■ **Instruction**:
Could you turn the items from the line containing "Exercise. Point out the air conditioner" through the end of the items, inclusive, into a two-column CSV with columns instruction and points, one row per item holding its text and its answer, each in a single quoted field with line breaks replaced by spaces?

■ **Dataset records**:
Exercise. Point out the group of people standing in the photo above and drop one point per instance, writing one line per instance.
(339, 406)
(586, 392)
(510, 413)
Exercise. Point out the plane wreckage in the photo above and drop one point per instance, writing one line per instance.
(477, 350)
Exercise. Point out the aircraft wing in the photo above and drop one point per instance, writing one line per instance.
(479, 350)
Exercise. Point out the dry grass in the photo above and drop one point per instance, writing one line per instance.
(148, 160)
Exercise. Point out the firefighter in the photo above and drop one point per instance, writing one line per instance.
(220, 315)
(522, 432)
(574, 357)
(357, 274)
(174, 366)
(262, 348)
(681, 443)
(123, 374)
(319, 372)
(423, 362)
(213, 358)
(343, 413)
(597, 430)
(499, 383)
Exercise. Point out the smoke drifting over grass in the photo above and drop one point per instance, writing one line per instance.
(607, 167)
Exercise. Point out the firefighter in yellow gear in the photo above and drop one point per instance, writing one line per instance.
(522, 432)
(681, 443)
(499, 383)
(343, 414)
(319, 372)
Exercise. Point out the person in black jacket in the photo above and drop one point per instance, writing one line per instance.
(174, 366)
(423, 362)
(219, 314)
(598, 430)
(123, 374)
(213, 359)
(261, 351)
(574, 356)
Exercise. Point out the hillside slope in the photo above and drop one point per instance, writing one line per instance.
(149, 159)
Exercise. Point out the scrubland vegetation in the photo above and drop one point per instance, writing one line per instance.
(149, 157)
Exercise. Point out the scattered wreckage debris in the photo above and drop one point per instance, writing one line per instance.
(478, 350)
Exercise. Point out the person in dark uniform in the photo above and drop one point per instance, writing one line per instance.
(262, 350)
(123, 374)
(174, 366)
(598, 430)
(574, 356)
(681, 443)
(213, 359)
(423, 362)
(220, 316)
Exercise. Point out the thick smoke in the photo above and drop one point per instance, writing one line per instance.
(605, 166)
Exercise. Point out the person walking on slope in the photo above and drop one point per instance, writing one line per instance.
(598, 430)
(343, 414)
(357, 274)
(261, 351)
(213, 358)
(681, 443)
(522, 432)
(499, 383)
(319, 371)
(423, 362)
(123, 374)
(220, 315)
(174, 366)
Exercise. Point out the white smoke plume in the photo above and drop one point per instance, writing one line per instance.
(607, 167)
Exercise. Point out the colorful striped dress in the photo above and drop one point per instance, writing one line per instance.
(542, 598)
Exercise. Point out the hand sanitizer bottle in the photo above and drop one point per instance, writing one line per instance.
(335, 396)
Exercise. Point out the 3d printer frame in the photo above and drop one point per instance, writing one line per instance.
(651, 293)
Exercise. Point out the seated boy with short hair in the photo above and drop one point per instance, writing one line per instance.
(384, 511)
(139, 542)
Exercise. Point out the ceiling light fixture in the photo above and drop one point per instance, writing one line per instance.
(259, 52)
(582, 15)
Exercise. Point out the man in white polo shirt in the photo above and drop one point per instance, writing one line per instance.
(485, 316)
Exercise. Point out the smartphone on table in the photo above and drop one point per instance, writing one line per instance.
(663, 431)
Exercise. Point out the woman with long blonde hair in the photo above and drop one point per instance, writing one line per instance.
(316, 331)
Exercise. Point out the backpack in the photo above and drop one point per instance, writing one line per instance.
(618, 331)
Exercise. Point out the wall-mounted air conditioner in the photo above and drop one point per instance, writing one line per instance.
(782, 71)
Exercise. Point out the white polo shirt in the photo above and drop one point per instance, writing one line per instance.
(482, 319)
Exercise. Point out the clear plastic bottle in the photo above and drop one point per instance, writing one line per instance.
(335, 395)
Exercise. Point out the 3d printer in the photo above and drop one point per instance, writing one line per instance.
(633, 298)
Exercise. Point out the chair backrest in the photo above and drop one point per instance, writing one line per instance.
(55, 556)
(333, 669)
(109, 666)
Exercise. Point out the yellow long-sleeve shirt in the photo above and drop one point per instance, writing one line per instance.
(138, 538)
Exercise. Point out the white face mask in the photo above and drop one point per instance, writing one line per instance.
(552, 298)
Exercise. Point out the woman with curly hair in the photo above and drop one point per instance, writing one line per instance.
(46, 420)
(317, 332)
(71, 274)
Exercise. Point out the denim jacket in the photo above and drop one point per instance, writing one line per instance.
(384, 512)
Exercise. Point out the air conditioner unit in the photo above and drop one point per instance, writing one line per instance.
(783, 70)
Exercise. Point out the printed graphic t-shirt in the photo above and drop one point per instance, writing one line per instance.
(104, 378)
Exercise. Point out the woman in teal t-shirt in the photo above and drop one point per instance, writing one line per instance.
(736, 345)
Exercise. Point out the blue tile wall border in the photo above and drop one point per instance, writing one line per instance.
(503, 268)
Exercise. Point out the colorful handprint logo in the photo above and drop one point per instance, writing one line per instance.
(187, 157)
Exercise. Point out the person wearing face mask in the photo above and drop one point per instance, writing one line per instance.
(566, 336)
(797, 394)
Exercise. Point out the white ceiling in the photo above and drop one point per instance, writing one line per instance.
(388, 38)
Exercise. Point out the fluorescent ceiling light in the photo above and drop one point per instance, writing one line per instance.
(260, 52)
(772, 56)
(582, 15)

■ **Problem solution**:
instruction,points
"Exercise. Point out the air conditioner unit in the photo above and drop one point per instance, writing one line per instance.","(783, 70)"
"Exercise. Point out the printed graphic t-shirt in the photo above and drop one point per instance, writing one line per instance.","(104, 378)"
"Exercise. Point out the woman in teal t-shirt in the photo above and drop one point per instance, writing one line per instance.","(736, 345)"
"Exercise. Point out the blue tile wall border in the photo above and drop one point per instance, writing one line per instance.","(503, 268)"
"Exercise. Point out the colorful handprint logo in the photo above and drop one point per instance, writing one line per instance.","(187, 157)"
"Exercise. Point out the person wearing face mask in the photo above and drop one point per instance, writing one line per instance.","(566, 336) (797, 394)"
"Exercise. Point out the white ceiling in the photo above and drop one point per instance, writing one line per instance.","(388, 38)"
"Exercise. Point out the fluorescent ceiling light in the photo above and drop one point per instance, writing one line per instance.","(260, 52) (772, 56) (582, 15)"